— Start of Items —
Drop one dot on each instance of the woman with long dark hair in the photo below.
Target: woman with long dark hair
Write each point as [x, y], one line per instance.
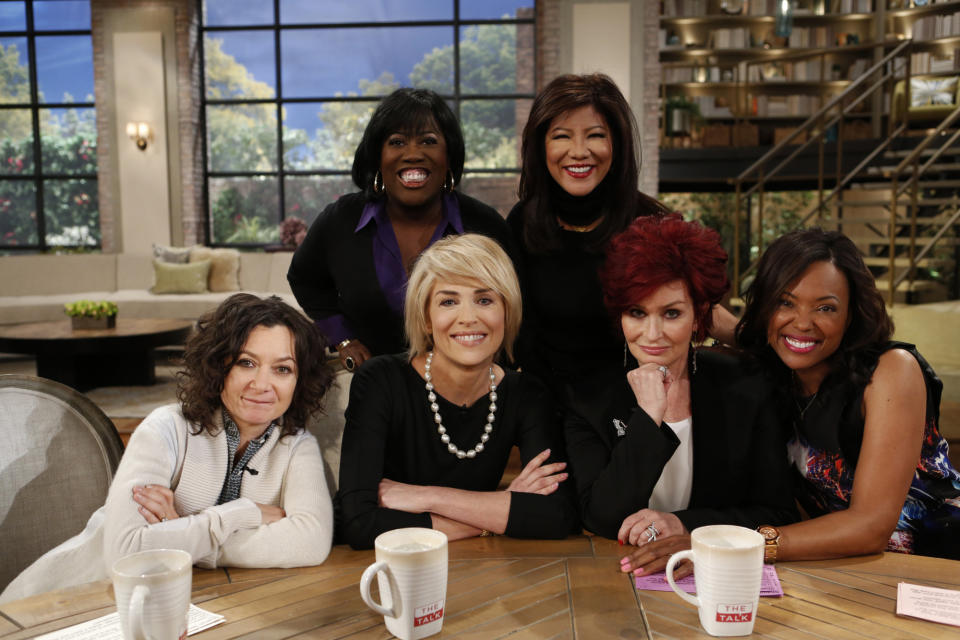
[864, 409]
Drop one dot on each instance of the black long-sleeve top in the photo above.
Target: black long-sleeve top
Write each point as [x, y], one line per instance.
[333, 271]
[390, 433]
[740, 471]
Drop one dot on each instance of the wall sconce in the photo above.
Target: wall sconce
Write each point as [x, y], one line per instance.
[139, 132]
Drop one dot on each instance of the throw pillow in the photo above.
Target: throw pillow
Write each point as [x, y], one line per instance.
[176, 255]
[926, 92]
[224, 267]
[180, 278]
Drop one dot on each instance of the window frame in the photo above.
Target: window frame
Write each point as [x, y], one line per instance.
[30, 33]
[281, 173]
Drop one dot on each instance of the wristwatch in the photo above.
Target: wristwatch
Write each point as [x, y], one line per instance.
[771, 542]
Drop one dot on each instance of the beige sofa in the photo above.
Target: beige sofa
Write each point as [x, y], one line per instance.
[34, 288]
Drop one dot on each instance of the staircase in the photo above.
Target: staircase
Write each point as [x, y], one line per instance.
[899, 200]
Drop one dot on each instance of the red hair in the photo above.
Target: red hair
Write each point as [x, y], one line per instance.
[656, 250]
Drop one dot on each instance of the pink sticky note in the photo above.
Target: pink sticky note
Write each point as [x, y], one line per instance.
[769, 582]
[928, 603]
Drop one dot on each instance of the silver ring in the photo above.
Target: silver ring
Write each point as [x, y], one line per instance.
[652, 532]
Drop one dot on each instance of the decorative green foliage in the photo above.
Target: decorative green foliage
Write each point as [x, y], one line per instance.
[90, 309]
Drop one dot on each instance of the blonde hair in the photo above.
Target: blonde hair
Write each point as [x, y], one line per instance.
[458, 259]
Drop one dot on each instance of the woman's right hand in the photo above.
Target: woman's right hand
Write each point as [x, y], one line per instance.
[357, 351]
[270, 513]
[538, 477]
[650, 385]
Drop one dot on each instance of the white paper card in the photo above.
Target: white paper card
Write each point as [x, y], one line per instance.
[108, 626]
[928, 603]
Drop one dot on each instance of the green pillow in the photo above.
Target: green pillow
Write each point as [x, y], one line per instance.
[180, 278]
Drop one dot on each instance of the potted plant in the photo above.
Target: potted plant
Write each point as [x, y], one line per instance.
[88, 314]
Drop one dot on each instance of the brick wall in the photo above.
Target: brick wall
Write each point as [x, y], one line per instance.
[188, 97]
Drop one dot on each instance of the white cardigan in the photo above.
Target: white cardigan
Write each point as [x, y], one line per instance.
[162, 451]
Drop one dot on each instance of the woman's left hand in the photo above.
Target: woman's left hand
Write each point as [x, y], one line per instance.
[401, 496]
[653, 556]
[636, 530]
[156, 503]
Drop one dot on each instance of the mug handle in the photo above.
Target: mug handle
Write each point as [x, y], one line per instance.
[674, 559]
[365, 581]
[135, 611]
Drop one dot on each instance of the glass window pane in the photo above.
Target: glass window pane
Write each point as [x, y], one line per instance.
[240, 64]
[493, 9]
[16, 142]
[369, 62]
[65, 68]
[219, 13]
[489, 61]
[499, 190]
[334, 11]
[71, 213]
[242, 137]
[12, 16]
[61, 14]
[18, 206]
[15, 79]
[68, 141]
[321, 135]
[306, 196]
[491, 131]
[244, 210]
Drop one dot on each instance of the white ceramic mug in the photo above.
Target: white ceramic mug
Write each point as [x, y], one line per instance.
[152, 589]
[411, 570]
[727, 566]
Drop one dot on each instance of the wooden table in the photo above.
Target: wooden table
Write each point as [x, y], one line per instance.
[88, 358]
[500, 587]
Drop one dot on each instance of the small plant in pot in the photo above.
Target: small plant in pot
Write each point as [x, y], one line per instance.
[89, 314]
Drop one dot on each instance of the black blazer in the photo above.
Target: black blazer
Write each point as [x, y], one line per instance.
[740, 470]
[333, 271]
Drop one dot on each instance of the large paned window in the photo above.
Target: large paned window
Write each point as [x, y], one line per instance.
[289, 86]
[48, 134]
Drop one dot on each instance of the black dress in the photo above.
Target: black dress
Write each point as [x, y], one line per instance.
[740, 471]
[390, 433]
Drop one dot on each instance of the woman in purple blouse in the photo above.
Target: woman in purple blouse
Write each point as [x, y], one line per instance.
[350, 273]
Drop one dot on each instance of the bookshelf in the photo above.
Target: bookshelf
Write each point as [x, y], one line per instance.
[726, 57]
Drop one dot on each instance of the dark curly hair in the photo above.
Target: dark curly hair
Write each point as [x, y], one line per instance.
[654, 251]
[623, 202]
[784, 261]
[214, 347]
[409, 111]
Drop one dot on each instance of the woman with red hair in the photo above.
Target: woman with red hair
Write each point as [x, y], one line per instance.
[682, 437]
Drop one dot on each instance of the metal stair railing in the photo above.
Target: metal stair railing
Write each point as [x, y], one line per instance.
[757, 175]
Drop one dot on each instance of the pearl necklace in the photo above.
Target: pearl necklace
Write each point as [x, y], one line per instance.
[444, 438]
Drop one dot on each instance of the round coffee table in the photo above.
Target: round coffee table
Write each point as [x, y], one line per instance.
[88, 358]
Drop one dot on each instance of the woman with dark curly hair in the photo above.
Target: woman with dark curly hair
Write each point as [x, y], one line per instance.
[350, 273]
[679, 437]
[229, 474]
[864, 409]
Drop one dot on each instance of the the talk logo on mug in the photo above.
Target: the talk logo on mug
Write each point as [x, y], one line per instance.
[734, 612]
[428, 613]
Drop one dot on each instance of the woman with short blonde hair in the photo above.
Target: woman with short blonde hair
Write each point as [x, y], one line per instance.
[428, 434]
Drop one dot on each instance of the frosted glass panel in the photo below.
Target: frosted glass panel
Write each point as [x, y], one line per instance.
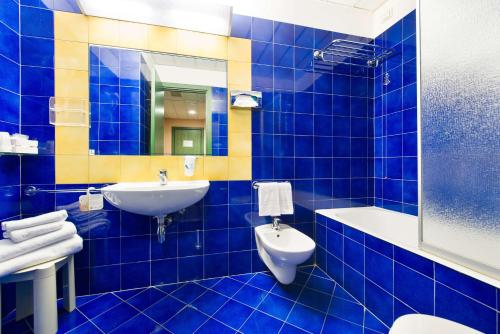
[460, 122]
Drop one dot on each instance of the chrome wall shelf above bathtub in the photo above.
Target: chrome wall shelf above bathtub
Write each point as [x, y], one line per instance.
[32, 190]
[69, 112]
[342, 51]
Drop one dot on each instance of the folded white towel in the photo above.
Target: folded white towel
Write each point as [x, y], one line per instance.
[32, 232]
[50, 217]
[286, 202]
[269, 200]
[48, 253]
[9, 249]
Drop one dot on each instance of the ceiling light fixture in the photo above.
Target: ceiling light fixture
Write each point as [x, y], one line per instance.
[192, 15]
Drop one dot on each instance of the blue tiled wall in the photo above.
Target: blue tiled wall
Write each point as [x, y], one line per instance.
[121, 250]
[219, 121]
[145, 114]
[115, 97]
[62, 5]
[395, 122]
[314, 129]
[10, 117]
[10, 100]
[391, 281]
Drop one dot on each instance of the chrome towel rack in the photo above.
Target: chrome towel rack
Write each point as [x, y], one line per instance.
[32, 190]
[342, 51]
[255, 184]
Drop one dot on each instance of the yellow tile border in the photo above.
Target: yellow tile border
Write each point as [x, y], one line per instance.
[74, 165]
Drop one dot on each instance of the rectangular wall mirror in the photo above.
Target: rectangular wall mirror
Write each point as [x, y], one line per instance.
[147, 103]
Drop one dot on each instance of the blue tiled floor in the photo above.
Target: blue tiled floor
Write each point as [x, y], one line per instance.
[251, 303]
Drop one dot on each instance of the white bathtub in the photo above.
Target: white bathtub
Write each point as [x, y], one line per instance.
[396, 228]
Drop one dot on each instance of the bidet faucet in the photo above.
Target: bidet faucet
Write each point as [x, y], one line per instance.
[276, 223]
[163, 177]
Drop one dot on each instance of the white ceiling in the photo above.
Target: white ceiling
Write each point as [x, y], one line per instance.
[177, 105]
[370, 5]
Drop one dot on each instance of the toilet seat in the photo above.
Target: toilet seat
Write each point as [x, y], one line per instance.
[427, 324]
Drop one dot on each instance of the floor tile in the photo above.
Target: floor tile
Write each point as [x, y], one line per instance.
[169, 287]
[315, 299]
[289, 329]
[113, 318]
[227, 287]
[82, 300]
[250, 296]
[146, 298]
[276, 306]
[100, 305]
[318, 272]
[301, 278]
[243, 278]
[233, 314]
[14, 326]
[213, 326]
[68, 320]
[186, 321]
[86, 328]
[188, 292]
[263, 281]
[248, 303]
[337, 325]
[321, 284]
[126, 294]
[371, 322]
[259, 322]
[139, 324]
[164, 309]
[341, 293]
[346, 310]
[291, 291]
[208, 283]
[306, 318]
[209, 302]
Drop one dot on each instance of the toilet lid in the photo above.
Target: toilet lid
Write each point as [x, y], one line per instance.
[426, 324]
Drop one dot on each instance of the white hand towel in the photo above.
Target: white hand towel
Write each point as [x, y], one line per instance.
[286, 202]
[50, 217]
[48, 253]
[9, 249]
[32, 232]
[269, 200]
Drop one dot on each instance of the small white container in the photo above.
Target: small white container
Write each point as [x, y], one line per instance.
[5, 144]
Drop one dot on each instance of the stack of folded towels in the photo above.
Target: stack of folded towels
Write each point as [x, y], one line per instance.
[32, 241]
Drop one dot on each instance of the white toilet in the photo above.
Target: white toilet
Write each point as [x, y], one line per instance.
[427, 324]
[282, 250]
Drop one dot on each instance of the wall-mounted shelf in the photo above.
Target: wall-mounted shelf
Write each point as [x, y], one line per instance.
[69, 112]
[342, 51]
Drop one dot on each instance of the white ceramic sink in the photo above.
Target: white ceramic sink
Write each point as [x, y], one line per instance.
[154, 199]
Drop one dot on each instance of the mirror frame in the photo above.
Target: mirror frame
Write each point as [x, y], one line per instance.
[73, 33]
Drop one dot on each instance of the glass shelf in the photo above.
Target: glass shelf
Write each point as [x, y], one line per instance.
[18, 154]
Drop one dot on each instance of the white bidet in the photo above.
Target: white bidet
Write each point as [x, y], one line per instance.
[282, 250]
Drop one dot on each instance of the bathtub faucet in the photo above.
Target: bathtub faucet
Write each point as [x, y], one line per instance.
— End of Items —
Find the line containing "Drop one dot on each instance of the white toilet" in the material above. Print it and every line after it through the end, exactly and only those.

**Complete output:**
Drop one dot on each instance of the white toilet in the photo above.
Target: white toilet
Write each point as [x, y], one line per instance.
[427, 324]
[282, 250]
Drop one dot on each instance of the wall-mounted shelf in the photo above.
Target: wall-mounted shelf
Write each point as [x, y], one line per instance.
[69, 112]
[342, 51]
Drop one dot on each instance of the white ceramic sink in the photo above.
Target: white ceramic sink
Write each point as [x, y], one line per instance.
[154, 199]
Drop one dot on each instance of the mirror frame in the photo above.
Target: mirror frame
Write each point as [x, y], one line per instance.
[73, 33]
Drop one dot on each instance of the glass shelf in the photo above.
Target: glass shelf
Write each point as [x, y], one line per instance.
[18, 154]
Drop one dot on each instance of the white bidet in the photo above.
Target: white bidet
Write each point as [x, y], one line per instance.
[282, 250]
Drop one dot on each instance of the bathtub faucet in the photo above.
Target: bathtub faucet
Write each point as [x, y], one line per instance.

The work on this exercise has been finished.